本文抜粋
▬▬▬▬▬▬▬▬▬▬

誰にでも、信じつづけたいものがある。たぶんね。信じたい。信じさせてほしい。無意識にも意識的にも、陰に陽にある。その「信じつづけたいもの」を肯定してくれるなにか。なにかを持して生きている。そこがきっと、それぞれにとっての、やさしさの在り処なのだと思う。

たとえばそれは、人形やぬいぐるみであったり。
信じつづけたいものを、信じさせてくれる姿かたち。
種々の偶像たち。

「信じつづけたいもの」とは、言い換えれば自由の預け先。わたしの自由を預かってくれるなにか。自由は預けるためにある。このごろ、そう感じるようになった。預け先は、たくさんあるといい。好きな人にちょっと預けてみたり。会社に預けたり、テレビやSNSに預けたり。映画に預けたり、音楽に預けたり。スポーツに預けたり。科学に預けたり、文学に預けたり。お国に預けたり。神さまに預けたり。

▬▬▬▬▬▬▬▬▬▬

データ欄

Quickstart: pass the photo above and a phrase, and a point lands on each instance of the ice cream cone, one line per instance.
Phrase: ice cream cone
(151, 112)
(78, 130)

▬▬▬▬▬▬▬▬▬▬

課題
一覧の前に載せた、自由の預け先をめぐる文章を、最後の一文「神さまに預けたり。」の後から書き進めてください。

解答
生まれて間もない赤ん坊はまず、育て親にガツンと自由を預ける。命をかけて。何者でもない不定形のちいさな身を預け、親からたくさんの不自由を借り受ける。はじめに名を借り、居場所を借り、そして毎日のことばを借り、周囲の不自由を養分として成長する。

やがて不定形だったものに、かたちが備わる。人はさまざまなもののかたちを借りて、その姿をつくる。音楽のかたちを、科学のかたちを、文学のかたちを。わたし自身をかたちづけるために。不具にしてもらうんだ。「ある」とはすなわち、不具であることだ。

預け先となる「かたち」の根底には、身体とことばがある。わたしは物事の根っこに興味を抱きやすい。根なし草のように足元がおぼつかないせいか。身体の不自由なかたち、ことばの不自由なかたちを多すぎるほど借り受けてやっと地に足がつく。日々、自由を預けて不自由を借りる。「ない」を預けて、「ある」を借りること。

ちょっとなに言ってんのかわかんないかもしれない。べつにいいか……。おそらくは自分も、誰かの自由の預け先として機能している。このブログも不具者が描いた「かたち」のひとつ。わたしの自由がほうぼうから借り受けた、不自由のかたちです。そんな自覚のもとに書いている。不具にしてもらった結果がこれ。

上記の内容をまとめると、こう。
一行で、端的に。



お前がよく死ねる、そのように生きよ。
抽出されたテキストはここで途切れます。